■ **WHAT YOU WILL DO**
Reproduce the rows below word for word, starting with the line that contains "of the shaded" and going on through the last line of the rows.
--------------------------------
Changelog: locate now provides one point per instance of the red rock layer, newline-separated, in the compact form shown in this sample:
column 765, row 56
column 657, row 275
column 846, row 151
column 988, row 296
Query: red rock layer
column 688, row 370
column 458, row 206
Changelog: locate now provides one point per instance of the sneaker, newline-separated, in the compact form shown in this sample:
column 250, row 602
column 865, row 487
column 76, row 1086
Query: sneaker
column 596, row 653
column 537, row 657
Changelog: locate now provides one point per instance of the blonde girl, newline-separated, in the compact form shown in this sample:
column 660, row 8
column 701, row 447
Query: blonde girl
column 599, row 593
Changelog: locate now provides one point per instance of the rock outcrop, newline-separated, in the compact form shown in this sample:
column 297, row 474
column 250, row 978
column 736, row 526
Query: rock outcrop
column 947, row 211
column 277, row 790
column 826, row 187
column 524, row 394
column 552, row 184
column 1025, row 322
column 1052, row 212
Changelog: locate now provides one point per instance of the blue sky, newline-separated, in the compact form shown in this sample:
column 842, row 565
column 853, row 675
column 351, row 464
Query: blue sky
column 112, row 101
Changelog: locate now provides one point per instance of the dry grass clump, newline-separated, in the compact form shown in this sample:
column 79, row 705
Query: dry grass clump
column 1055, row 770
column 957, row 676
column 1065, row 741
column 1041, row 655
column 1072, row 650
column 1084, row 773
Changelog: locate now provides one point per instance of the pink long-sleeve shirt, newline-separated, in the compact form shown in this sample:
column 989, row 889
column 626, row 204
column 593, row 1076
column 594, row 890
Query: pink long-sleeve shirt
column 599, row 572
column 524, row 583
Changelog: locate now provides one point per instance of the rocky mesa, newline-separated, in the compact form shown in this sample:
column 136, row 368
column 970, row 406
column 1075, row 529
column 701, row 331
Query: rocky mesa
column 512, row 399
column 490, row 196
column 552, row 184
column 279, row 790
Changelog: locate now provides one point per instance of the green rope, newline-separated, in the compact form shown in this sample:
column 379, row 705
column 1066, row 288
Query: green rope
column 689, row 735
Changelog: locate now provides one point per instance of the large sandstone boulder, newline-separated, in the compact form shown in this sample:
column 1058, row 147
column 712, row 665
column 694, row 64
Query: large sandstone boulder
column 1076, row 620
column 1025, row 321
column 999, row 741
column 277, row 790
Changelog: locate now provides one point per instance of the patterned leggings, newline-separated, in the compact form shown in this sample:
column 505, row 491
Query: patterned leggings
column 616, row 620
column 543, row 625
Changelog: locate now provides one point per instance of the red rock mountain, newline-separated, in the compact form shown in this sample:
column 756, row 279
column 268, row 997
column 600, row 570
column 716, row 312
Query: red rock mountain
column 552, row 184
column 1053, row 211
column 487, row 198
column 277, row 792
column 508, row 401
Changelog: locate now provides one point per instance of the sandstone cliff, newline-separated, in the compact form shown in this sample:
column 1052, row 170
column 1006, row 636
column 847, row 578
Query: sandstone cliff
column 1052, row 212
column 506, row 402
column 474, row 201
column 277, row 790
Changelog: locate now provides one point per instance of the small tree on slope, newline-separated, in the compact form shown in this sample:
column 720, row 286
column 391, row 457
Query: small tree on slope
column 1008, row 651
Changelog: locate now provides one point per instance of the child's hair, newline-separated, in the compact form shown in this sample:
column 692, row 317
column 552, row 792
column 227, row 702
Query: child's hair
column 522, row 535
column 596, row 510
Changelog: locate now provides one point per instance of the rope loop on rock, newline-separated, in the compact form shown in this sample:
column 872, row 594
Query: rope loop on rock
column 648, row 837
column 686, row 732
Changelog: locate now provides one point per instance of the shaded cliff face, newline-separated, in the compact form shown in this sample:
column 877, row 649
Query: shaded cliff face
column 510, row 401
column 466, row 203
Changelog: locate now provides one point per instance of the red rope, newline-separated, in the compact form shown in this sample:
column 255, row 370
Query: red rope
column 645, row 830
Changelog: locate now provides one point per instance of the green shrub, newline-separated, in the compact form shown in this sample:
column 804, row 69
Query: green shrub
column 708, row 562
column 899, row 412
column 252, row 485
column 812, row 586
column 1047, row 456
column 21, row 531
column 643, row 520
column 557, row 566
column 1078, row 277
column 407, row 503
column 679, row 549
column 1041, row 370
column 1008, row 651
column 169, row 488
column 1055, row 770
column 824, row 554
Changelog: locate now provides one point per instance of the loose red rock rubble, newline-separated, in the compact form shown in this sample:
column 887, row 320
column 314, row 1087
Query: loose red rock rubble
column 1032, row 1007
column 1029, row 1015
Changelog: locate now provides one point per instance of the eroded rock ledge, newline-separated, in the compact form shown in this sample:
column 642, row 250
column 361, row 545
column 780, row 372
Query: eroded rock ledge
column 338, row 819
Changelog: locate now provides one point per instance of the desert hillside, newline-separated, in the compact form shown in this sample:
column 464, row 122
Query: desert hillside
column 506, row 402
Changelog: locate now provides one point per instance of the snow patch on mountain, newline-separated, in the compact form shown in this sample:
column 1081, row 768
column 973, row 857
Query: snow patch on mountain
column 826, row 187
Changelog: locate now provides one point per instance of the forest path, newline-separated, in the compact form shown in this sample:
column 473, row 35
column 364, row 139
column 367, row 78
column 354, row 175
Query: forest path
--------------------------------
■ **FINISHED EXERCISE**
Changelog: locate now provides one point per instance of the shaded cliff face, newline-separated, in the compact form shown in this sample:
column 877, row 649
Query: shaded cliff face
column 510, row 401
column 466, row 203
Changelog: locate now provides one point per instance of the red rope, newline-separated, in the compact form shown in this sample:
column 255, row 370
Query: red rope
column 645, row 830
Changelog: locate now provides one point per instance of the green shrub, newline-separated, in the compact form shown in this sample:
column 804, row 69
Query: green shrub
column 708, row 562
column 899, row 412
column 252, row 485
column 812, row 586
column 1047, row 456
column 21, row 531
column 643, row 520
column 557, row 566
column 1078, row 277
column 407, row 503
column 679, row 549
column 1041, row 370
column 1008, row 651
column 169, row 488
column 1055, row 770
column 824, row 554
Changelog: locate now provides one point per instance of the loose red rock rubble, newline-separated, in the compact form shown in this sample:
column 887, row 320
column 314, row 1087
Query: loose red rock rubble
column 1032, row 1007
column 1029, row 1015
Changelog: locate now provides one point per instance of the eroded rock ledge, newline-separated, in the compact form shown in this sample:
column 642, row 250
column 361, row 545
column 780, row 372
Query: eroded rock ledge
column 338, row 819
Changelog: locate now provides one point per instance of the desert hillside, newline-separated, in the compact form shown in this sample:
column 464, row 122
Query: desert hillside
column 506, row 402
Changelog: locate now provides one point per instance of the snow patch on mountain, newline-separated, in the compact form shown in this sample:
column 1081, row 768
column 973, row 857
Query: snow patch on mountain
column 826, row 187
Changelog: locate now provides one point per instance of the forest path, newline-separated, in the compact form shown in this sample:
column 473, row 35
column 364, row 139
column 367, row 78
column 354, row 175
Query: forest path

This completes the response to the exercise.